----- DATASET RECORDS
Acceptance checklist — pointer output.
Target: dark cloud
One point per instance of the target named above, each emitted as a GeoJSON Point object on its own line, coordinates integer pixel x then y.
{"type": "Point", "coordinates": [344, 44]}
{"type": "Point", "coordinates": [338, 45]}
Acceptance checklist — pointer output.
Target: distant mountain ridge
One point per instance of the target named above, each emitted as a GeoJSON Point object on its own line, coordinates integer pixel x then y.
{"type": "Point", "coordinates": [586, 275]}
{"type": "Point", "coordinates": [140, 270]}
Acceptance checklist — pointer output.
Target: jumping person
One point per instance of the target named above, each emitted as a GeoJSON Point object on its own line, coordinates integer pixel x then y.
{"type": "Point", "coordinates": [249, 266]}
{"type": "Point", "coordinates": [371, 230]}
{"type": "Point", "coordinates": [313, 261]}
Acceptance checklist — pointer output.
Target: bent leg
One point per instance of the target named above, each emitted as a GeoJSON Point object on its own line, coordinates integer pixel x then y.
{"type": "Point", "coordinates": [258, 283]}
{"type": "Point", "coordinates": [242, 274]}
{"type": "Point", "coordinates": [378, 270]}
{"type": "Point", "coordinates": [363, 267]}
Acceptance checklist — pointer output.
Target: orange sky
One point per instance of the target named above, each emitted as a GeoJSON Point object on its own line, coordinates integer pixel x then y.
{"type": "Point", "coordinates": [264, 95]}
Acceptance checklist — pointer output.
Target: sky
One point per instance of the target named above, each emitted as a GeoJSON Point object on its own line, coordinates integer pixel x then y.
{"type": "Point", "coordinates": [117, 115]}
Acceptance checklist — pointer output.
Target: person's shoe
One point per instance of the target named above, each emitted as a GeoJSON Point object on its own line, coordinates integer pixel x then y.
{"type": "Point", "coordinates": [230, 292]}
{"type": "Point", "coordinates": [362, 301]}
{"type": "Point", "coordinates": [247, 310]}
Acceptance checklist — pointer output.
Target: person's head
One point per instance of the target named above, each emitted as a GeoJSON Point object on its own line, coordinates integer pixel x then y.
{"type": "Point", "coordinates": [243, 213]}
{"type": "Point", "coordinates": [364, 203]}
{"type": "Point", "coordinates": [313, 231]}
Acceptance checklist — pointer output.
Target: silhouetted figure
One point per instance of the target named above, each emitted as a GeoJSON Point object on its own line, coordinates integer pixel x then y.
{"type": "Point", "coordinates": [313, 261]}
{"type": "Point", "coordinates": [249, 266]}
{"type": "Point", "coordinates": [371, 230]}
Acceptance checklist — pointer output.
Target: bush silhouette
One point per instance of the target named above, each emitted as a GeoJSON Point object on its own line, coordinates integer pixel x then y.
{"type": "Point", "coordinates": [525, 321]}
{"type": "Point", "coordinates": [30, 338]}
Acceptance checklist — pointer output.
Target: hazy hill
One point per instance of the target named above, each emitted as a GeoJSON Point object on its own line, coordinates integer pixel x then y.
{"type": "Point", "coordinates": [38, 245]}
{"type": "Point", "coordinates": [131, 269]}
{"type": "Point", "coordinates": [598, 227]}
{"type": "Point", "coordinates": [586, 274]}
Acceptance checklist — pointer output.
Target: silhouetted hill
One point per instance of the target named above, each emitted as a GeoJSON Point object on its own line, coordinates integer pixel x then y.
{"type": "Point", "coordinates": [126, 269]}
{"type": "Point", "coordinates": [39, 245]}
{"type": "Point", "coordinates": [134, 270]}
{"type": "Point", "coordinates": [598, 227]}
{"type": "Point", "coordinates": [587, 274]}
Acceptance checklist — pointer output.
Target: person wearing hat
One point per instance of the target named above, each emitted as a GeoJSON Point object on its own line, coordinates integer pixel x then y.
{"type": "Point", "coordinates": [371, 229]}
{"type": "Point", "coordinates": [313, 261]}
----------
● EXERCISE INSTRUCTIONS
Take the listing above and write it out again exactly.

● TASK ANSWER
Acceptance checklist — pointer output.
Target: dark cloud
One point per instance of the target named above, each emitted as a GeoJSON Point object on its own line, coordinates integer pixel x then y.
{"type": "Point", "coordinates": [344, 44]}
{"type": "Point", "coordinates": [338, 45]}
Acceptance checklist — pointer output.
Target: distant mountain ridge
One point per instance of the target named above, each emitted as a GeoJSON Point object on its own line, coordinates integer pixel x then y.
{"type": "Point", "coordinates": [586, 275]}
{"type": "Point", "coordinates": [140, 270]}
Acceptance checklist — pointer output.
Target: jumping person
One point per instance of the target named above, each emitted as a GeoJSON Point object on its own line, coordinates integer pixel x then y.
{"type": "Point", "coordinates": [249, 266]}
{"type": "Point", "coordinates": [371, 230]}
{"type": "Point", "coordinates": [313, 261]}
Acceptance checklist — pointer output.
Target: bent leg
One point per instance of the target named above, each emitted as a GeoJSON Point object on its own line, coordinates integer pixel x then y.
{"type": "Point", "coordinates": [258, 283]}
{"type": "Point", "coordinates": [242, 274]}
{"type": "Point", "coordinates": [378, 270]}
{"type": "Point", "coordinates": [363, 267]}
Acceptance checklist — pointer output.
Target: orange sky
One point per instance of the target named above, each emitted as a GeoJSON Point object on its own line, coordinates integer pixel x then y.
{"type": "Point", "coordinates": [264, 95]}
Acceptance checklist — pointer output.
Target: sky
One point per instance of the target named above, each emitted as a GeoJSON Point object on its own line, coordinates integer pixel x then y.
{"type": "Point", "coordinates": [117, 115]}
Acceptance checklist — pointer output.
Target: person's shoe
One point per instance of the target named above, each emitted as a GeoJSON Point object on its own line, coordinates integer pixel x then y.
{"type": "Point", "coordinates": [230, 292]}
{"type": "Point", "coordinates": [362, 301]}
{"type": "Point", "coordinates": [247, 310]}
Acceptance checklist — pointer output.
Target: person's head
One point per instance of the target named above, each emitted as a GeoJSON Point object on its own line, coordinates integer pixel x then y.
{"type": "Point", "coordinates": [243, 213]}
{"type": "Point", "coordinates": [364, 203]}
{"type": "Point", "coordinates": [313, 231]}
Acceptance checklist — pointer output.
Target: silhouetted figure
One point per instance of the target named above, each emitted as a GeoJSON Point object on its own line, coordinates integer pixel x then y.
{"type": "Point", "coordinates": [313, 261]}
{"type": "Point", "coordinates": [249, 266]}
{"type": "Point", "coordinates": [371, 230]}
Acceptance checklist — pointer output.
Target: bush silhouette
One point per instance of the target named above, each emitted as a GeoJSON Point object on its own line, coordinates integer pixel x then y.
{"type": "Point", "coordinates": [525, 321]}
{"type": "Point", "coordinates": [30, 338]}
Acceptance checklist — pointer output.
Target: hazy hill
One point per instance of the target named above, each emitted as a GeoJSON Point object on its own line, coordinates integer pixel x then y.
{"type": "Point", "coordinates": [38, 245]}
{"type": "Point", "coordinates": [131, 269]}
{"type": "Point", "coordinates": [598, 227]}
{"type": "Point", "coordinates": [586, 274]}
Acceptance checklist — pointer output.
Target: silhouetted hill
One point per instance of the target named above, each emitted as a GeoJSON Point object on its own line, coordinates integer pixel x then y.
{"type": "Point", "coordinates": [126, 269]}
{"type": "Point", "coordinates": [39, 245]}
{"type": "Point", "coordinates": [134, 270]}
{"type": "Point", "coordinates": [598, 227]}
{"type": "Point", "coordinates": [587, 274]}
Acceptance checklist — pointer output.
Target: person wearing hat
One point per instance of the target named above, each emitted as a GeoJSON Point object on its own line, coordinates integer pixel x then y.
{"type": "Point", "coordinates": [371, 229]}
{"type": "Point", "coordinates": [313, 261]}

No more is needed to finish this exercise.